What you have to do =
All of the lines below should be output exactly as shown.

===== Data for analysis =====

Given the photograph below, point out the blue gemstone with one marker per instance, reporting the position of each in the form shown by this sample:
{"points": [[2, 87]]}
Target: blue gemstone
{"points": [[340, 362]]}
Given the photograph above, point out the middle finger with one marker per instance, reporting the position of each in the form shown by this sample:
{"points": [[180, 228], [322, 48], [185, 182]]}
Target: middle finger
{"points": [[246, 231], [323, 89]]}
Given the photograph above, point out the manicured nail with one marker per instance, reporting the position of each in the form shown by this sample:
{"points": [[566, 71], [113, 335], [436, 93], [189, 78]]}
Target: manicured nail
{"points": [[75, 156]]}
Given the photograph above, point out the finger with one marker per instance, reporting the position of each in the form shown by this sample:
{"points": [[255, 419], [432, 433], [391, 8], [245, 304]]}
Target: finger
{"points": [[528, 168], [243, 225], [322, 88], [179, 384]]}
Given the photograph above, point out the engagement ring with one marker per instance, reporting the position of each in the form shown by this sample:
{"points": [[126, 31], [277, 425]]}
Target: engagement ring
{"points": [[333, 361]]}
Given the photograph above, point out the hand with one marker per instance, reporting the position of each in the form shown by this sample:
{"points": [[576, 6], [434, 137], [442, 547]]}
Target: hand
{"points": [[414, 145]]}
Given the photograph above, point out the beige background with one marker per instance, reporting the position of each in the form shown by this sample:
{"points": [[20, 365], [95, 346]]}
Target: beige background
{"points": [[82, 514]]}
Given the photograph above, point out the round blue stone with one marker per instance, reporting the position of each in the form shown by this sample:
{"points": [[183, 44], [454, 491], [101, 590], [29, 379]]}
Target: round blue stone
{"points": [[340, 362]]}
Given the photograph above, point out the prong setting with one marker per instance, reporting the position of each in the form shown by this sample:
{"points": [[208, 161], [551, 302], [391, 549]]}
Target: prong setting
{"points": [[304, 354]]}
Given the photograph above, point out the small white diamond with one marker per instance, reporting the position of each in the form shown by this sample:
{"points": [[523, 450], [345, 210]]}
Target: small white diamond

=====

Expected answer =
Given the photograph below, point out the blue gemstone with one marker per instance, reporting the position of each in the form shown by this sample:
{"points": [[2, 87]]}
Target: blue gemstone
{"points": [[340, 362]]}
Given the photograph above, point out the middle finger with one marker per instance, reporting the position of each in the form shown by this sample:
{"points": [[180, 228], [322, 48], [185, 182]]}
Target: middle finger
{"points": [[246, 231], [323, 89]]}
Given the photograph above, point out the manicured nail with one marker per instance, reporting the position of each in the form shown by this sample:
{"points": [[566, 71], [113, 335], [436, 93], [189, 78]]}
Target: manicured nail
{"points": [[75, 156]]}
Given the photograph above, point out the finger with one marker per instance, reporting the position of each in the form shown by this sample:
{"points": [[255, 419], [432, 433], [391, 8], [245, 304]]}
Target: finger
{"points": [[528, 168], [243, 225], [322, 88], [179, 384]]}
Given the photograph above, point out the engagement ring with one marker per instance, reporting the position of each in the form shown by this sample:
{"points": [[126, 31], [277, 425]]}
Target: engagement ring
{"points": [[333, 361]]}
Given the photograph above, point out the hand with one marker per instance, reporting the position of each in the form shown by this sample:
{"points": [[576, 6], [434, 137], [442, 547]]}
Target: hand
{"points": [[414, 145]]}
Given the photograph above, point out the beige background with one marker per instance, reporting the position of each in the form shown by this sample:
{"points": [[20, 365], [95, 346]]}
Target: beige background
{"points": [[82, 514]]}
Given the photograph above, point out the round blue stone with one marker per instance, reporting the position of each in the form shown by this sample:
{"points": [[183, 44], [454, 491], [101, 590], [29, 379]]}
Target: round blue stone
{"points": [[340, 362]]}
Given the photograph above, point out the prong setting with one marker per instance, reporting the position of each in the form shown by this sample:
{"points": [[208, 161], [551, 302], [391, 549]]}
Target: prong setting
{"points": [[304, 354]]}
Given the photograph above, point out the small white diamond with one marker per instance, reporting the position of each in the form shown by this sample:
{"points": [[523, 450], [345, 210]]}
Target: small white diamond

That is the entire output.